◆ **ARTICLE**:
P. 97 of Theorem List - Intuitionistic Logic Explorer

Theorem List for Intuitionistic Logic Explorer - 9601-9700   *Has distinct variable group(s)

Type	Label	Description
Statement
Theorem	rpcnap0 9601	A positive real is a complex number apart from zero. (Contributed by Jim Kingdon, 22-Mar-2020.)
⊢ (𝐴 ∈ ℝ+ → (𝐴 ∈ ℂ ∧ 𝐴 # 0))
Theorem	ralrp 9602	Quantification over positive reals. (Contributed by NM, 12-Feb-2008.)
⊢ (∀𝑥 ∈ ℝ+ 𝜑 ↔ ∀𝑥 ∈ ℝ (0 < 𝑥 → 𝜑))
Theorem	rexrp 9603	Quantification over positive reals. (Contributed by Mario Carneiro, 21-May-2014.)
⊢ (∃𝑥 ∈ ℝ+ 𝜑 ↔ ∃𝑥 ∈ ℝ (0 < 𝑥 ∧ 𝜑))
Theorem	rpaddcl 9604	Closure law for addition of positive reals. Part of Axiom 7 of [Apostol] p. 20. (Contributed by NM, 27-Oct-2007.)
⊢ ((𝐴 ∈ ℝ+ ∧ 𝐵 ∈ ℝ+) → (𝐴 + 𝐵) ∈ ℝ+)
Theorem	rpmulcl 9605	Closure law for multiplication of positive reals. Part of Axiom 7 of [Apostol] p. 20. (Contributed by NM, 27-Oct-2007.)
⊢ ((𝐴 ∈ ℝ+ ∧ 𝐵 ∈ ℝ+) → (𝐴 · 𝐵) ∈ ℝ+)
Theorem	rpdivcl 9606	Closure law for division of positive reals. (Contributed by FL, 27-Dec-2007.)
⊢ ((𝐴 ∈ ℝ+ ∧ 𝐵 ∈ ℝ+) → (𝐴 / 𝐵) ∈ ℝ+)
Theorem	rpreccl 9607	Closure law for reciprocation of positive reals. (Contributed by Jeff Hankins, 23-Nov-2008.)
⊢ (𝐴 ∈ ℝ+ → (1 / 𝐴) ∈ ℝ+)
Theorem	rphalfcl 9608	Closure law for half of a positive real. (Contributed by Mario Carneiro, 31-Jan-2014.)
⊢ (𝐴 ∈ ℝ+ → (𝐴 / 2) ∈ ℝ+)
Theorem	rpgecl 9609	A number greater or equal to a positive real is positive real. (Contributed by Mario Carneiro, 28-May-2016.)

◆ **PARTS OF THE EXERCISE**:
a. In the theorem list, who contributed rpdivcl, and on what date?
b. Return every one of the rows below verbatim.
The theorem list and the rows are unrelated to each other.

◆ **INPUT ROWS**:

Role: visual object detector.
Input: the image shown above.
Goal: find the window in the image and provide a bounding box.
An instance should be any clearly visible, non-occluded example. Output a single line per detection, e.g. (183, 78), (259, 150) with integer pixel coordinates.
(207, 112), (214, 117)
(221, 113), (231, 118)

◆ **EXERCISE ANSWERS**:
a. FL, on 27-Dec-2007.

b.
Role: visual object detector.
Input: the image shown above.
Goal: find the window in the image and provide a bounding box.
An instance should be any clearly visible, non-occluded example. Output a single line per detection, e.g. (183, 78), (259, 150) with integer pixel coordinates.
(207, 112), (214, 117)
(221, 113), (231, 118)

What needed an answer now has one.